ВАША ЗАДАЧА -
Начните со строки, где есть «Reviewer note: confirm that every instance of the overcast», и перепишите все строки до самого конца, текстовые без изменений. Координаты пересчитайте: каждое число умножьте на 0,9 и округлите до целого, половины вверх.

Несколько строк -
━━━━━━━━━━
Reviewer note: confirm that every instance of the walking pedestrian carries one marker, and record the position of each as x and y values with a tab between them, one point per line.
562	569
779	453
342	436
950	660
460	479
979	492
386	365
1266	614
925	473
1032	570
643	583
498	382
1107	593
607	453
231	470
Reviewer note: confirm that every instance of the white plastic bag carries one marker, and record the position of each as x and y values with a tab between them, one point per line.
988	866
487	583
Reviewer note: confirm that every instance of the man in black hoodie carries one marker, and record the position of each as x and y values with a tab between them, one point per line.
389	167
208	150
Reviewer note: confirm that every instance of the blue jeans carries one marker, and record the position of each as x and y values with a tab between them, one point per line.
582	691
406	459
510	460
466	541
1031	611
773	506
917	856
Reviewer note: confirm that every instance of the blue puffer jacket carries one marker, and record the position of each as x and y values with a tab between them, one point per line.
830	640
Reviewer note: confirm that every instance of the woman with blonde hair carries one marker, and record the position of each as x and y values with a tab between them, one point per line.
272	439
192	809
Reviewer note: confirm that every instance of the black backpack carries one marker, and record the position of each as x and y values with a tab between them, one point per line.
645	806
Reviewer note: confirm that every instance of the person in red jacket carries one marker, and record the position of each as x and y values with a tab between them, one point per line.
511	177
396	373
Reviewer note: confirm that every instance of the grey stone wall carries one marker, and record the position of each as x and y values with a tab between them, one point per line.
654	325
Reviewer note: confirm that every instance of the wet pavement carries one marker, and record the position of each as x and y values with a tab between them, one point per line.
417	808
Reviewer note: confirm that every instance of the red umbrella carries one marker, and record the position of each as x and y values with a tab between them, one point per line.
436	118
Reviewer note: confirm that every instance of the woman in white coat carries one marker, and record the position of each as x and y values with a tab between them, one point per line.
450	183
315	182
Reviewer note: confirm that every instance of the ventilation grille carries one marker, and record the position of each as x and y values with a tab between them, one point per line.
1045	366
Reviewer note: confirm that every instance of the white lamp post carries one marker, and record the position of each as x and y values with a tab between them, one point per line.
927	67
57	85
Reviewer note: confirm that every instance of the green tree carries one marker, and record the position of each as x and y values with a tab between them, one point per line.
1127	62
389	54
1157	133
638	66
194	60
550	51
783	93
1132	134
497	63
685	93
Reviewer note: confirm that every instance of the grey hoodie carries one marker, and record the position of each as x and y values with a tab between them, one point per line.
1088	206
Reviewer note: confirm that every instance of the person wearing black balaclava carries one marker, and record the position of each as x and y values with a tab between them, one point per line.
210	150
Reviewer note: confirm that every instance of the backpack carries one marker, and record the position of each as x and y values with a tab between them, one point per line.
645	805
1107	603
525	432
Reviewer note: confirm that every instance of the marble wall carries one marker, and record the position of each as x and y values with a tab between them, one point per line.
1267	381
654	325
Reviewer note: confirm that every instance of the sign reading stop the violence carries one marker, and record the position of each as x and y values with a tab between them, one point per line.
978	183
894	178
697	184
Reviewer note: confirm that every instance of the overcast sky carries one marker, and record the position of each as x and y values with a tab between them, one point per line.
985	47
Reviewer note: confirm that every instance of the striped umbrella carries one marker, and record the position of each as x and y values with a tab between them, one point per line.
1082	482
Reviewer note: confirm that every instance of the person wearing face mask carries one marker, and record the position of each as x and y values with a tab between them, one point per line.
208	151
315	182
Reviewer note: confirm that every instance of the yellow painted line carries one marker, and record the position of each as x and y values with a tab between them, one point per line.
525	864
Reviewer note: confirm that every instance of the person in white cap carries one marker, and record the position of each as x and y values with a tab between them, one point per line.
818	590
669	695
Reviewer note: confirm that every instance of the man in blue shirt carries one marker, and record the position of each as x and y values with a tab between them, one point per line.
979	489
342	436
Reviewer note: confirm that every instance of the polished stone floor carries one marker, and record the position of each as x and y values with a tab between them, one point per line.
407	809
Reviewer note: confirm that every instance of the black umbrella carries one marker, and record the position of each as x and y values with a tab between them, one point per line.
━━━━━━━━━━
РЕЗУЛЬТАТ -
Reviewer note: confirm that every instance of the overcast sky carries one marker, and record the position of each as x and y values with a tab between them, one point per line.
887	42
Reviewer note: confirm that every instance of the striped umbrella carries one marker, and record the position of each as x and y values with a tab between them, one point per line.
974	434
Reviewer note: confirm that every instance of the person wearing face mask carries one marker, and record the position of each as x and y values with a tab between them, one point per line.
187	136
284	164
Reviewer note: confirm that every instance of the yellow painted line carries one marker, and record the position of each as x and y values with a tab between them, one point per line.
473	778
Reviewer note: confirm that every instance of the person in white cap carries one marker, and record the position of each as x and y values with a tab between them, one point per line.
736	531
602	626
Reviewer note: confirm that every instance of the man in blue shirt carries one marker, and record the position of each as x and y values with a tab between them, one point per line.
881	440
308	392
Reviewer note: confirm that every instance of the polished stone floor carries one marker, and record the position of each as x and y values with a tab between them, one point per line.
366	728
Reviewer note: confirm that every instance of the black umbrella carries one marker, and record the position of each as x and y values with a tab between them, one point per line.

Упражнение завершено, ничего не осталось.